→ **Material de trabajo**

· · · · ·

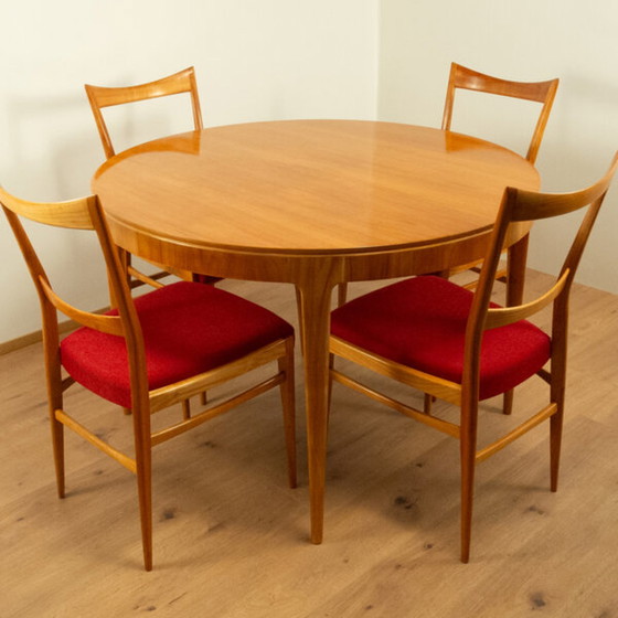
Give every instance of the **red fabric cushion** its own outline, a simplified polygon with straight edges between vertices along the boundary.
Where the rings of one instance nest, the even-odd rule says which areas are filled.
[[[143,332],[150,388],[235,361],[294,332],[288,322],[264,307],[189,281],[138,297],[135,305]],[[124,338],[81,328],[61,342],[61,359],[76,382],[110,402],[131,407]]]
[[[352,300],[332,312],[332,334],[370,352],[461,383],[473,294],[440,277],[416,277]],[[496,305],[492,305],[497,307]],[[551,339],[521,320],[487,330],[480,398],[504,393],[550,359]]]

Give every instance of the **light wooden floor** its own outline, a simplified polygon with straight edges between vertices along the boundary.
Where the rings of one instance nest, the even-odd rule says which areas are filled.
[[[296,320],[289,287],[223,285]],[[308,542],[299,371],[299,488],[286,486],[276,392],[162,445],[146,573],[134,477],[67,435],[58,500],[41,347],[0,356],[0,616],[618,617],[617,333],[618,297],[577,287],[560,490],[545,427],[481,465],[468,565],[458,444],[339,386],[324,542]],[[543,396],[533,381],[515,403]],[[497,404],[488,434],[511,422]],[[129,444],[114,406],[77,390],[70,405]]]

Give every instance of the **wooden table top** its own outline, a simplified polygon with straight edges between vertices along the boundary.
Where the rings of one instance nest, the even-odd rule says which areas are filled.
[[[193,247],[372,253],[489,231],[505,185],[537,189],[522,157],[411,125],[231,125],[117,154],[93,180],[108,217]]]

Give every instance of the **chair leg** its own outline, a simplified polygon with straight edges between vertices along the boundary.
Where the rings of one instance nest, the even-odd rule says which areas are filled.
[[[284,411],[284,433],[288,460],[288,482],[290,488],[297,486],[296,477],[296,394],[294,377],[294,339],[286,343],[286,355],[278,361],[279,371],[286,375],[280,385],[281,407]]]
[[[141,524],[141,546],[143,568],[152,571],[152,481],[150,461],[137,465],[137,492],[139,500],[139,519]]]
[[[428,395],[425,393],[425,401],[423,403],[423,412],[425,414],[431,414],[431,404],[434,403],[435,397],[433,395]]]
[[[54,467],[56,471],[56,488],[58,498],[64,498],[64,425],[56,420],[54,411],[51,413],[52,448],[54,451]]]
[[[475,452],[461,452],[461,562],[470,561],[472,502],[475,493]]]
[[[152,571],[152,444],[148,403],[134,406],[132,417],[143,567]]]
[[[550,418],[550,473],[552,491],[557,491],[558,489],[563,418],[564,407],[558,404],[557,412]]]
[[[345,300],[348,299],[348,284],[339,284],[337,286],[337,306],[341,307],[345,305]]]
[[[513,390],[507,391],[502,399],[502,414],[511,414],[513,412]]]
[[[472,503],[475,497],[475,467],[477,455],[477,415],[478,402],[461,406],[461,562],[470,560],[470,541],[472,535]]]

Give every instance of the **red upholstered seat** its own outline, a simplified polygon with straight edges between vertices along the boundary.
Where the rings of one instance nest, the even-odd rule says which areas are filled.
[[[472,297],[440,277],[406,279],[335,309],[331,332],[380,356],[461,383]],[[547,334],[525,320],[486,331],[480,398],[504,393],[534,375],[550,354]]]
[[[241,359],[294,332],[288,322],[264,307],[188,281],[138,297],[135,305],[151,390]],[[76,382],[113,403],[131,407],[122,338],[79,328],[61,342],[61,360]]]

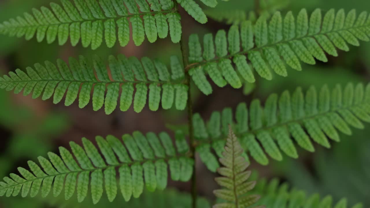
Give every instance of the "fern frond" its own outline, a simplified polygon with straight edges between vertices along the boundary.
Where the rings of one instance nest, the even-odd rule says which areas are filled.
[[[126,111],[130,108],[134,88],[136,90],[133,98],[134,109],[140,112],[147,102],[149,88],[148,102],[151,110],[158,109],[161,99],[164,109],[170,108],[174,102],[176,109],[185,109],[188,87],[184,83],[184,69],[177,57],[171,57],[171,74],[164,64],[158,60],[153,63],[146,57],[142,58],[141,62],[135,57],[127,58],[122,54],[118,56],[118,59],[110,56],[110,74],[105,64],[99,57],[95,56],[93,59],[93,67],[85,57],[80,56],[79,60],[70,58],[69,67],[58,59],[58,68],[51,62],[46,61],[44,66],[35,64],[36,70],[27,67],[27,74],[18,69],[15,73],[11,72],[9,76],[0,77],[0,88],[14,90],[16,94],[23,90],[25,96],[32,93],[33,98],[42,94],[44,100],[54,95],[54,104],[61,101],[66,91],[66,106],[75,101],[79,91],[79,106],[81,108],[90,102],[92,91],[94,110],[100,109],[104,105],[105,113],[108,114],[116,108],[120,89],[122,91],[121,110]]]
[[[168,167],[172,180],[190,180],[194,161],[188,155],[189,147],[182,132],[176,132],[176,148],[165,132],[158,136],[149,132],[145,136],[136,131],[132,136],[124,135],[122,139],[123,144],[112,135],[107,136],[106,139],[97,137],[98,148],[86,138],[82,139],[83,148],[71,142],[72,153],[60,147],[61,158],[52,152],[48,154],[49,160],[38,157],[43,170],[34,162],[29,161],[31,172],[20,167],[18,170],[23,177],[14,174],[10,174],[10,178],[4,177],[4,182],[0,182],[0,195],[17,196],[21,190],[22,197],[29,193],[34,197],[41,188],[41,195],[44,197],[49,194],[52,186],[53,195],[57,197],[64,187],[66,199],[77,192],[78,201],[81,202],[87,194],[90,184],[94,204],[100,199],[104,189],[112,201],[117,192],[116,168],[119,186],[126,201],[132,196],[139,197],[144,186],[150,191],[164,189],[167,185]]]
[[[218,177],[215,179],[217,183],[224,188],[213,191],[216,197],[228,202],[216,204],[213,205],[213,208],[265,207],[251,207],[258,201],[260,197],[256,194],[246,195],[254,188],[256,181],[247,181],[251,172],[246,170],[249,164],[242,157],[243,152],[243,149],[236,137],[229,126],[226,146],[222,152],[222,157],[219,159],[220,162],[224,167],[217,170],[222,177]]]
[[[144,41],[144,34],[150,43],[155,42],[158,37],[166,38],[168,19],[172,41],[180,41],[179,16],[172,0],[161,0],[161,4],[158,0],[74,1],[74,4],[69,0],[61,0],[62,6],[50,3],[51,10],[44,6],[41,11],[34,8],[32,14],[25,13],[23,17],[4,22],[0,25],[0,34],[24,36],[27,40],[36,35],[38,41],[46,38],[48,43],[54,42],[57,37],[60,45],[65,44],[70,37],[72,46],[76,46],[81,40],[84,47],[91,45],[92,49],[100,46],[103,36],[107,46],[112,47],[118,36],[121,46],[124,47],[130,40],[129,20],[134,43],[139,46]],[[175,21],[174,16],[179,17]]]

· · · · ·

→ **La tarea**
Localiza en el material todas las líneas que contienen la palabra "wooden" y cópialas tal como aparecen.

→ **Resultado completo**
Give every instance of the **light wooden floor** its own outline, a simplified polygon with straight edges between vertices along the boundary.
Give every instance of the **wooden table top** its own outline, a simplified polygon with straight edges between vertices along the boundary.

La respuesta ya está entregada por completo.